• _Selected text_:
........
But you can download the Rmd file, or checkout SVN.

edzer commented 7 years ago

Does r-forge have GDAL >= 2.0 ?

rsbivand commented 7 years ago

Well caught in:

checking gdal-config usability... yes
configure: GDAL: 1.10.1
checking GDAL version >= 1.6.3... yes

Request for support on R-Forge to upgrade at least GDAL sent.

edzer commented 7 years ago

If you migrate spdep to github, I will set up travis & appveyor for it.

Robinlovelace commented 7 years ago

Reply appreciated to questions a) and b) above @edzer. Cheers.

edzer commented 7 years ago

I praise myself lucky that I no longer need to understand the code I wrote for sp::over.

Robinlovelace commented 7 years ago

So no answer?

rsbivand commented 7 years ago

I'll chew over transitioning spdep to github; how to keep the full SVN commit history (what changed to which file when)? I sometimes need to know when a change was committed to compare with email exchanges connected to the revision.
........
• _Dataset excerpts_:

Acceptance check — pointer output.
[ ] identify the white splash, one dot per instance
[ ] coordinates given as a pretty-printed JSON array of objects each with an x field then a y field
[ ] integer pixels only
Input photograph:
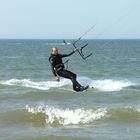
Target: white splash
[
  {"x": 68, "y": 116},
  {"x": 37, "y": 85}
]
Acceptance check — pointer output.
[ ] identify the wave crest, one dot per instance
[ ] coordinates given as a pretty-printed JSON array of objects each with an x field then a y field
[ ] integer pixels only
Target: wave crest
[
  {"x": 102, "y": 85},
  {"x": 68, "y": 116}
]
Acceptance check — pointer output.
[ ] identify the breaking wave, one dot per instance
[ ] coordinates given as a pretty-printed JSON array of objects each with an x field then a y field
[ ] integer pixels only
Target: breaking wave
[
  {"x": 102, "y": 85},
  {"x": 67, "y": 116}
]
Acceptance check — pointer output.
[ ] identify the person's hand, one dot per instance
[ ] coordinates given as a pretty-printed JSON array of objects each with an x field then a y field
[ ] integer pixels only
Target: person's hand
[
  {"x": 57, "y": 78},
  {"x": 76, "y": 49}
]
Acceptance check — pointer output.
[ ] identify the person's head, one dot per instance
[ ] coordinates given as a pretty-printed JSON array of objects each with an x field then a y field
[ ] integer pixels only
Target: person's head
[{"x": 54, "y": 51}]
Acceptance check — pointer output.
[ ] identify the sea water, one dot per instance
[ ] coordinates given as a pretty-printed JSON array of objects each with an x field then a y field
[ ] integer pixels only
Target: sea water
[{"x": 33, "y": 106}]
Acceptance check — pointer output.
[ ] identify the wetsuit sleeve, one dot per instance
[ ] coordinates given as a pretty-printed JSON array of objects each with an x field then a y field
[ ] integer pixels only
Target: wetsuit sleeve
[
  {"x": 66, "y": 55},
  {"x": 52, "y": 66}
]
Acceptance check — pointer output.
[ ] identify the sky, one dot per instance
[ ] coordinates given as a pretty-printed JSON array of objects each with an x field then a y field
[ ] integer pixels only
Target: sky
[{"x": 69, "y": 19}]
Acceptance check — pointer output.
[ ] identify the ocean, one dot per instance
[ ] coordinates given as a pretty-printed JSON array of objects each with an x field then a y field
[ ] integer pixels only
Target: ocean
[{"x": 33, "y": 106}]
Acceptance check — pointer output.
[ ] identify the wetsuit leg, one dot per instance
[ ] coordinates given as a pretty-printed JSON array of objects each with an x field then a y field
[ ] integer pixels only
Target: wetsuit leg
[{"x": 72, "y": 76}]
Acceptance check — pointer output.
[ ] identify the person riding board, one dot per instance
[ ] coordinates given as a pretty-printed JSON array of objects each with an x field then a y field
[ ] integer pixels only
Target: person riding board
[{"x": 58, "y": 68}]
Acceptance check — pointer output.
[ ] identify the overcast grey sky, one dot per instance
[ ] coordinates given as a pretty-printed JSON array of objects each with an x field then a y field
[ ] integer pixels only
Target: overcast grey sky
[{"x": 59, "y": 19}]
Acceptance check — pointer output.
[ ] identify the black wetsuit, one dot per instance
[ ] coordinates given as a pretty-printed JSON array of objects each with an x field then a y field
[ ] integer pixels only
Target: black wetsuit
[{"x": 58, "y": 68}]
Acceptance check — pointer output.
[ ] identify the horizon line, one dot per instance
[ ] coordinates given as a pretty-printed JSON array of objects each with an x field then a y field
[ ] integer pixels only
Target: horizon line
[{"x": 69, "y": 39}]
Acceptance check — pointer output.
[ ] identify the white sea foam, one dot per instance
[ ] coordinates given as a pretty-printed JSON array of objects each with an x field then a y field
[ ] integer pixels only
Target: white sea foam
[
  {"x": 106, "y": 84},
  {"x": 37, "y": 85},
  {"x": 102, "y": 85},
  {"x": 68, "y": 116}
]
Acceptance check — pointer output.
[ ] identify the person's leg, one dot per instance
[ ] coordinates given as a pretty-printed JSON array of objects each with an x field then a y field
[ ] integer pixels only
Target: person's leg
[{"x": 72, "y": 77}]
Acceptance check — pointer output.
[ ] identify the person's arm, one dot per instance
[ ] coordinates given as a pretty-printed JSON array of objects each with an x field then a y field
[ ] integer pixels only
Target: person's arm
[
  {"x": 66, "y": 55},
  {"x": 52, "y": 66}
]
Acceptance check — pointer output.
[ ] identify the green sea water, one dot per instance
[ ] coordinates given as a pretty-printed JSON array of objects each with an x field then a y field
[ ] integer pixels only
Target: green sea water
[{"x": 33, "y": 106}]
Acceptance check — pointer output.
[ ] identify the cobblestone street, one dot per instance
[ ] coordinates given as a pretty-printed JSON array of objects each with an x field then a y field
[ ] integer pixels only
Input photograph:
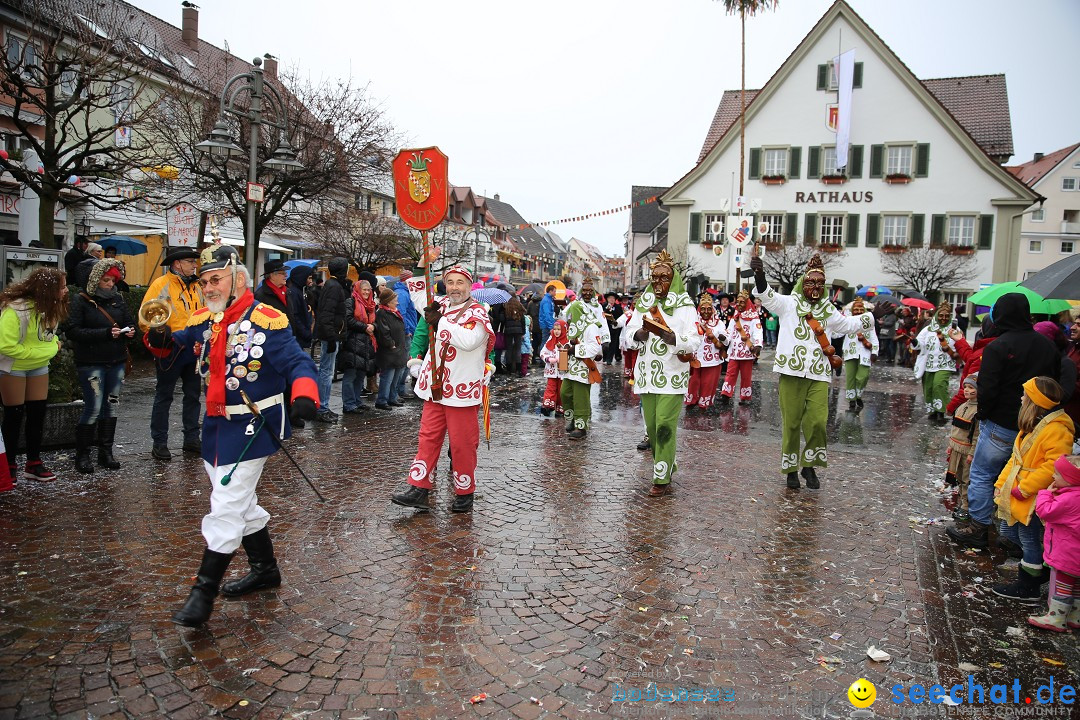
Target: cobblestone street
[{"x": 564, "y": 587}]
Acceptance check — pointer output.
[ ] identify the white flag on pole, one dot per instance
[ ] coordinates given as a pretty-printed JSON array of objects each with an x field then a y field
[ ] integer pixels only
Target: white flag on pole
[{"x": 845, "y": 76}]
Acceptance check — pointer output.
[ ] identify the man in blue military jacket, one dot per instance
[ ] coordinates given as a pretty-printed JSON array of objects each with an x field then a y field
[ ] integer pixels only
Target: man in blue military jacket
[{"x": 238, "y": 345}]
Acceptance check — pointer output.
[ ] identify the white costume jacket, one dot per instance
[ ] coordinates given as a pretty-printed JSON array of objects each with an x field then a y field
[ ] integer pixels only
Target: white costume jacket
[
  {"x": 853, "y": 348},
  {"x": 798, "y": 352},
  {"x": 707, "y": 354},
  {"x": 462, "y": 342},
  {"x": 659, "y": 370},
  {"x": 737, "y": 347}
]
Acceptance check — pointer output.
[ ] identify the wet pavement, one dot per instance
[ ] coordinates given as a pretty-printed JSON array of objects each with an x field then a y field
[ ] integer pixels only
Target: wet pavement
[{"x": 566, "y": 587}]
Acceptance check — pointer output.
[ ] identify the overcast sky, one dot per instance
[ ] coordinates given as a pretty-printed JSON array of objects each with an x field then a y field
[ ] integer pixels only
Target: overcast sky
[{"x": 561, "y": 106}]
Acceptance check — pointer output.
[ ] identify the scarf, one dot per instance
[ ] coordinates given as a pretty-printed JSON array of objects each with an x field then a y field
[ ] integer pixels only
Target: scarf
[
  {"x": 215, "y": 385},
  {"x": 552, "y": 343},
  {"x": 280, "y": 291}
]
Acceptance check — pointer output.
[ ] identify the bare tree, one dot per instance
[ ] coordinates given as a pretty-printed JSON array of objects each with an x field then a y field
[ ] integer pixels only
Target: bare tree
[
  {"x": 341, "y": 138},
  {"x": 930, "y": 270},
  {"x": 787, "y": 265},
  {"x": 73, "y": 97}
]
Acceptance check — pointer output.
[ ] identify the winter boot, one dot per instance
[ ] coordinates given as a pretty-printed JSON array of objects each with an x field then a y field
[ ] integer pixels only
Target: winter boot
[
  {"x": 413, "y": 497},
  {"x": 970, "y": 534},
  {"x": 264, "y": 572},
  {"x": 106, "y": 432},
  {"x": 200, "y": 602},
  {"x": 83, "y": 439},
  {"x": 1025, "y": 588},
  {"x": 1056, "y": 617}
]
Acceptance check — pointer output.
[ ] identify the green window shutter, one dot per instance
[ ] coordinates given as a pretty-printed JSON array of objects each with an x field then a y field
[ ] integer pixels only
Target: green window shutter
[
  {"x": 877, "y": 160},
  {"x": 918, "y": 228},
  {"x": 755, "y": 163},
  {"x": 873, "y": 228},
  {"x": 813, "y": 162},
  {"x": 851, "y": 232},
  {"x": 694, "y": 227},
  {"x": 936, "y": 229},
  {"x": 809, "y": 227},
  {"x": 985, "y": 232},
  {"x": 921, "y": 159},
  {"x": 794, "y": 162},
  {"x": 855, "y": 161}
]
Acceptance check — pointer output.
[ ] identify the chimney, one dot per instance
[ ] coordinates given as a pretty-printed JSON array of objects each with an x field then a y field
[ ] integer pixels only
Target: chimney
[{"x": 189, "y": 25}]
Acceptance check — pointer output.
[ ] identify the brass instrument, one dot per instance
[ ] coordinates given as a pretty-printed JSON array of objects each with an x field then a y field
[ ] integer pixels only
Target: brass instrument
[{"x": 154, "y": 313}]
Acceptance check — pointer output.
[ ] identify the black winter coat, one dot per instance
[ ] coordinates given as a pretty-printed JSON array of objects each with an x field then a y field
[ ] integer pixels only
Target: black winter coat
[
  {"x": 393, "y": 345},
  {"x": 91, "y": 333},
  {"x": 1014, "y": 357},
  {"x": 329, "y": 316},
  {"x": 356, "y": 352}
]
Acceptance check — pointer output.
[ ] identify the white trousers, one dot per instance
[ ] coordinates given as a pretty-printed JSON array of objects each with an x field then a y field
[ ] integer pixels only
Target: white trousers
[{"x": 234, "y": 511}]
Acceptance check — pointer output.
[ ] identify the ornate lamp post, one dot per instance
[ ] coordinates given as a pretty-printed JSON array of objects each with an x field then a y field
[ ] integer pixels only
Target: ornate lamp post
[{"x": 223, "y": 144}]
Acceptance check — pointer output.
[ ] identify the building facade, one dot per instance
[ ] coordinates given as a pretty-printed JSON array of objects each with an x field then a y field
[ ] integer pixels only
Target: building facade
[{"x": 923, "y": 165}]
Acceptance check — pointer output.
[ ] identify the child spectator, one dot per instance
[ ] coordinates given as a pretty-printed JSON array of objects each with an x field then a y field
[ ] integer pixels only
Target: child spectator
[
  {"x": 527, "y": 347},
  {"x": 961, "y": 446},
  {"x": 1045, "y": 434},
  {"x": 1058, "y": 507},
  {"x": 552, "y": 394}
]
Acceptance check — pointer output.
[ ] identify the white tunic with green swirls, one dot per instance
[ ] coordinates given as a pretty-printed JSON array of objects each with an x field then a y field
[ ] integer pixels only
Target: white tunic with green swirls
[{"x": 798, "y": 352}]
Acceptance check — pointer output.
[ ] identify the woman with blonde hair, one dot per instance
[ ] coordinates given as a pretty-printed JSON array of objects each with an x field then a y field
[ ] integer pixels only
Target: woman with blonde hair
[
  {"x": 31, "y": 311},
  {"x": 1045, "y": 434}
]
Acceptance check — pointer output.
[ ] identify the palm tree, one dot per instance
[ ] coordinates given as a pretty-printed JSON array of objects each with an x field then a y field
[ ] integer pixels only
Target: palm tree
[{"x": 744, "y": 8}]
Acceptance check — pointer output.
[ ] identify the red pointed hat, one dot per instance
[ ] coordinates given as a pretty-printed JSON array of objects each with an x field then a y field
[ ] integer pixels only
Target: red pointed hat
[{"x": 461, "y": 270}]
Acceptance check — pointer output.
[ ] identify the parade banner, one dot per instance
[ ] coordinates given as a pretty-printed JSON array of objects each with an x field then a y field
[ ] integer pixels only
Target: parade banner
[{"x": 421, "y": 188}]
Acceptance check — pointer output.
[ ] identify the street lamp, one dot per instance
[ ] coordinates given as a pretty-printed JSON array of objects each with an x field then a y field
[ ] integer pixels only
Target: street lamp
[{"x": 223, "y": 144}]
........
• _Set exercise 1_: Determine whether each of the following statements agrees with the thread: (a) the configure output reports GDAL version 1.10.1; (b) edzer offers to set up travis and appveyor if spdep moves to github; (c) rsbivand has already moved spdep to github. For each, answer yes or no and quote the deciding words of the thread.
• _Set exercise 2_: Reproduce the thread word for word from "Request for support" to "above @edzer. Cheers.".
• _Set exercise 3_: Summarize the thread in two sentences.
The records were taken from a source separate from the thread.

• _Written response 1_:
(a) Yes: "configure: GDAL: 1.10.1"
(b) Yes: "If you migrate spdep to github, I will set up travis & appveyor for it."
(c) No: "I'll chew over transitioning spdep to github"

• _Written response 2_:
Request for support on R-Forge to upgrade at least GDAL sent.

edzer commented 7 years ago

If you migrate spdep to github, I will set up travis & appveyor for it.

Robinlovelace commented 7 years ago

Reply appreciated to questions a) and b) above @edzer. Cheers.

• _Written response 3_: edzer asks whether R-Forge has GDAL >= 2.0, and rsbivand shows configure output reporting GDAL 1.10.1 and states that a request to upgrade GDAL has been sent to R-Forge support. edzer offers to set up travis and appveyor if spdep is migrated to github, and rsbivand agrees to consider the transition but asks how the full SVN commit history could be kept.